Zu erledigen →
1 - Aktualisiere den Auszug über die Geistenzyklika und gib ihn ab den Worten „Papst Johannes Paul“ bis einschließlich „des Geistes hingewiesen.“ neu wieder. Setze dabei „Tröster“ anstelle von „Beistand“ ein.
2 - Setze den Auszug über die Geistenzyklika nach seinem letzten Satz fort.

Textauszug →
Papst Johannes Paul II. hat in seiner am 18. Mai 1986 unter dem Titel Dominum et vivificantem[4] veröffentlichten und heute leider fast vergessenen Geistenzyklika die Diskontinuität zwischen Jesu irdischem Wirken und seiner nachösterlichen Verkündigung als Grund und Bedingung für die Einsicht in das Wirken des Heiligen Geistes sowie seine Eigenart bezeichnet. Er hat in Anlehnung an Joh 16,7, wo es heißt: „Es ist gut für euch, dass ich fortgehe. Denn wenn ich nicht fortgehe, wird der Beistand nicht zu euch kommen; gehe ich aber, so werde ich ihn zu euch senden“, auf den Zusammenhang zwischen der Abwesenheit des Erhöhten und dem Kommen des Geistes hingewiesen.
Die Enzyklika betont die Abhängigkeit der beiden Ereignisse voneinander, indem das Fortgehen Jesu als Bedingung für das Kommen des Geistes angesehen wird und in einem bestimmten Sinn, nämlich dem, dass sich im Kreuzestod Jesu Proexistenz vollendet, auch als soteriologischer Grund für die Sendung des Geistes angesehen werden kann (vgl. 8). „Die Erlösung, vom Sohne Gottes vollbracht in den Dimensionen der irdischen Geschichte des Menschen – vollbracht in seinem ‚Fortgehen‘ durch Kreuz und Auferstehung – wird zugleich in ihrer vollen erlösenden Kraft dem Heiligen Geist übertragen: demjenigen, der ‚von dem Meinen nehmen wird‘. Die Worte des johanneischen Textes zeigen, daß das ‚Fortgehen‘ Christi im göttlichen Heilsplan unerläßliche Bedingung für die Sendung und das Kommen des Heiligen Geistes ist; sie besagen aber auch, daß Gott dann beginnt, sich im Heiligen Geist zu unserem Heil erneut mitzuteilen.“ (11) Dem Fortgehen Christi wird erlösende Bedeutung beigemessen, weil in ihm, verstanden als Jesu Gang zum Vater, Gott sich mit dem toten Jesus identifiziert. Es bedeutet aber auch, dass Jesus nicht durch sich in der Welt gegenwärtig ist.

Datenzeilen →
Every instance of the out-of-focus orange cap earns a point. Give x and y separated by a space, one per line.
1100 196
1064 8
--
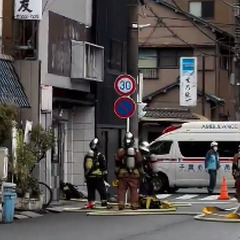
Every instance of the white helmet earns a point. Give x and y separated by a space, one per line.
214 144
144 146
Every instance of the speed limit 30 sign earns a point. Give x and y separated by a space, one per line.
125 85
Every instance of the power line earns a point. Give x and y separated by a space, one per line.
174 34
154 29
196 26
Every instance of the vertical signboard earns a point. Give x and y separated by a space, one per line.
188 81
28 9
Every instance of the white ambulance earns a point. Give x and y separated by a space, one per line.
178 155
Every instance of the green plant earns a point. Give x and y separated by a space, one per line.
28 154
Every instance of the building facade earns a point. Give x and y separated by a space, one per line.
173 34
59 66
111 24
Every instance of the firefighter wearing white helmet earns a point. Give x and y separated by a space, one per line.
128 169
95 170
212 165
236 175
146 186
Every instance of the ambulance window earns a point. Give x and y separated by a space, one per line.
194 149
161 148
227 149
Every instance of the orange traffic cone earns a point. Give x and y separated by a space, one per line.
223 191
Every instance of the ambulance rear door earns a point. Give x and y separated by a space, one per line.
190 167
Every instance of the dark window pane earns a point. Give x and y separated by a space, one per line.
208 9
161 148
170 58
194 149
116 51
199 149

Lösungen →
1 -
Papst Johannes Paul II. hat in seiner am 18. Mai 1986 unter dem Titel Dominum et vivificantem[4] veröffentlichten und heute leider fast vergessenen Geistenzyklika die Diskontinuität zwischen Jesu irdischem Wirken und seiner nachösterlichen Verkündigung als Grund und Bedingung für die Einsicht in das Wirken des Heiligen Geistes sowie seine Eigenart bezeichnet. Er hat in Anlehnung an Joh 16,7, wo es heißt: „Es ist gut für euch, dass ich fortgehe. Denn wenn ich nicht fortgehe, wird der Tröster nicht zu euch kommen; gehe ich aber, so werde ich ihn zu euch senden“, auf den Zusammenhang zwischen der Abwesenheit des Erhöhten und dem Kommen des Geistes hingewiesen.

2 -
Das Fortgehen Jesu ist die Bedingung für das Kommen des Geistes.
Theologisch dürfen wir also nicht wie selbstverständlich von seiner Gegenwart ausgehen. Diese Einsicht des päpstlichen Rundschreibens ist von grundlegender Bedeutung. Sie ist jedoch in den vergangenen dreißig Jahren kaum rezipiert worden. Das verwundert umso mehr, wenn man bedenkt, dass die Enzyklika mit dem Anspruch formuliert worden ist, die schon von Papst Paul VI. benannten pneumatologischen Defizite in den Texten des Zweiten Vatikanischen Konzils zu beheben.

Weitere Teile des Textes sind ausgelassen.